* [Verilen görev]:
Aşağıdaki Eğitim-İş davası haberinde "Eğitim-İş tarafından düzenlenen, Muğla" sözlerinden "diyerek savunmasına başladı." sözlerine kadar olan bölümü hiç değiştirmeden yeniden yazar mısın?

* [Sayfa]:
Eğitim-İş tarafından düzenlenen, Muğla Yatağan’dan başlatılan ve 20 Aralık 2014 ve Kızılay Güvenpark’ta kitlesel basın açıklaması ile son bulacak olan “Laik Eğitim ve Emeğe Saygı” yürüyüşü nedeniyle toplanma yeri olan Ankara Tandoğan meydanında polisin sert müdahalesi ve göz altıları sonucu 90 arkadaşı ile birlikte yargılandığı Ankara 25. Asliye Ceza Mahkemesi’nde görülen davada, Eğitim-İş Genel Başkanı Veli Demir, “Sayın Yargıç, mahkemeyi ve salonda bulunanları selamlıyorum” diyerek savunmasına başladı.
Eğitim-İş’in kuruluş amacının Sendika Tüzüğü’nün 3/C maddesinde yazdığını, Bu maddeye göre Sendikanın amaçları içerisinde “Üyelerinin üstün sorumluluk duygusuna eğitimin gücüne dayanarak; Atatürk ‘ün önderliğinde kurulan Türkiye Cumhuriyetinin bağımsızlığını, egemenliğini, ulus ve ülke bütünlüğünü, laik düzenini, demokratikleşme ve ulusal eğitim hedefini geliştirerek korumak ve sonsuza kadar yaşatmak için elinden gelen her türlü çabayı göstermek” olduğunu belirten Veli Demir, Sendikanın Temel Değer ve ilkeleri arasında “Tüketicilerin korunması amacıyla yapılan çalışma ve mücadeleleri destekler, yolsuzluk ekonomisine taviz vermez.”hükmünün yer aldığını söyledi.

* [Kayıt alıntıları]:
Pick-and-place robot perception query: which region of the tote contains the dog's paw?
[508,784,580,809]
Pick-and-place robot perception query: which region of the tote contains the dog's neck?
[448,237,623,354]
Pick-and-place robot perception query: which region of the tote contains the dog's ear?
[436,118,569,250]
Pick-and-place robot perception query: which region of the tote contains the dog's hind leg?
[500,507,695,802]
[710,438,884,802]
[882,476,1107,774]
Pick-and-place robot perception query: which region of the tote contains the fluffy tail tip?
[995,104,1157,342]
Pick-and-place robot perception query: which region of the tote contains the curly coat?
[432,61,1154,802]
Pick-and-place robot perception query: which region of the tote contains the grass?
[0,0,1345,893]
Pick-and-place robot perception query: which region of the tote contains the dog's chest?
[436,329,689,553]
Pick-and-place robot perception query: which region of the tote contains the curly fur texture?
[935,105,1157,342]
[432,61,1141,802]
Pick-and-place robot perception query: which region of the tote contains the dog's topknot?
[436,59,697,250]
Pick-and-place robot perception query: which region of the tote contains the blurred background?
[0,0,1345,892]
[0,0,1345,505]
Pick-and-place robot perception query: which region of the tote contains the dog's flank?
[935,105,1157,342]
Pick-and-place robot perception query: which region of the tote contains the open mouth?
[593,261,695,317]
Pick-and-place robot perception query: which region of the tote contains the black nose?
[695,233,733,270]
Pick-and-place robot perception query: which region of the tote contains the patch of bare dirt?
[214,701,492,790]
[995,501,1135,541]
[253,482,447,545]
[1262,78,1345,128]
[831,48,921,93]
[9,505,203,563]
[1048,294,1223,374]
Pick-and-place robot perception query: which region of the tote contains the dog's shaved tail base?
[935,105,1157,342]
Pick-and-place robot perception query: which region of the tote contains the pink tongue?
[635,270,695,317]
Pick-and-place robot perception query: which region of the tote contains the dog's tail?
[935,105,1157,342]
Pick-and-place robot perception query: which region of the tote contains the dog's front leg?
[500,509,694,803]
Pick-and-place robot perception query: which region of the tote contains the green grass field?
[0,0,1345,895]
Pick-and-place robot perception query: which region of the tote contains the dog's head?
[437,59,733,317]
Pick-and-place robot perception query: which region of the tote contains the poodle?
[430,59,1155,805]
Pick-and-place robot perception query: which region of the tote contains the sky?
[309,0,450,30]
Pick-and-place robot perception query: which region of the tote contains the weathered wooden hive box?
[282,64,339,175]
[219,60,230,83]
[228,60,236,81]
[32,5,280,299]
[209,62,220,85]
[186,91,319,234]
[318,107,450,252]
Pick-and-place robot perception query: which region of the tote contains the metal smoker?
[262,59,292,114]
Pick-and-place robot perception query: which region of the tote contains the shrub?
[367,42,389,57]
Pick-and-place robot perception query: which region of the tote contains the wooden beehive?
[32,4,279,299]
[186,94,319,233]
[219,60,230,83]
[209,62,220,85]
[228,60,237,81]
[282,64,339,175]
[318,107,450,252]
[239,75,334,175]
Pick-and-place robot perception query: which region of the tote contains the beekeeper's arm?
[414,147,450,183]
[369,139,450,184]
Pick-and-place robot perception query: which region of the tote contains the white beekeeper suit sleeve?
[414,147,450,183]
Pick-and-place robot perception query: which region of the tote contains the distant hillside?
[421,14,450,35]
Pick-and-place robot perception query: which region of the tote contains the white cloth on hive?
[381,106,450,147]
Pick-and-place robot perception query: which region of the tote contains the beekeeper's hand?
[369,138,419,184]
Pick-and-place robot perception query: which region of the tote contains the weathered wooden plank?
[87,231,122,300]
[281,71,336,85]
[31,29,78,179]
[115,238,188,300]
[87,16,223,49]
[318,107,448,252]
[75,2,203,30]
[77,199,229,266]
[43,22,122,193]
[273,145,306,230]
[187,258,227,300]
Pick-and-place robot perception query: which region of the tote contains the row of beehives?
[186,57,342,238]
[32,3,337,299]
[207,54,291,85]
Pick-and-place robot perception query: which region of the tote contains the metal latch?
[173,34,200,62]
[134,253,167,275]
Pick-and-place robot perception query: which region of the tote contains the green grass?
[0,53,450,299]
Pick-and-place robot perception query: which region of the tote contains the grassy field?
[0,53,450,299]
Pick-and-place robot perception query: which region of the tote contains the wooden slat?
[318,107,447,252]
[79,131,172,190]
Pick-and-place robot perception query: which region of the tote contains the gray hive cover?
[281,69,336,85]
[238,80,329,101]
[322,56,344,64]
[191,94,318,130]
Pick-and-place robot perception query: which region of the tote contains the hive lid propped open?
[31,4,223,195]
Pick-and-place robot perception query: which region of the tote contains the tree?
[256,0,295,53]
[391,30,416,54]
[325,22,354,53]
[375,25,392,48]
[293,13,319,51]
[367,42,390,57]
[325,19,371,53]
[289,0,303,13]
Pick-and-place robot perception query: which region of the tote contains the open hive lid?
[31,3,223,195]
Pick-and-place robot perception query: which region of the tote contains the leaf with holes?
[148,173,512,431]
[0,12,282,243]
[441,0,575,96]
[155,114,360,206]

* [Çözüm]:
Eğitim-İş tarafından düzenlenen, Muğla Yatağan’dan başlatılan ve 20 Aralık 2014 ve Kızılay Güvenpark’ta kitlesel basın açıklaması ile son bulacak olan “Laik Eğitim ve Emeğe Saygı” yürüyüşü nedeniyle toplanma yeri olan Ankara Tandoğan meydanında polisin sert müdahalesi ve göz altıları sonucu 90 arkadaşı ile birlikte yargılandığı Ankara 25. Asliye Ceza Mahkemesi’nde görülen davada, Eğitim-İş Genel Başkanı Veli Demir, “Sayın Yargıç, mahkemeyi ve salonda bulunanları selamlıyorum” diyerek savunmasına başladı.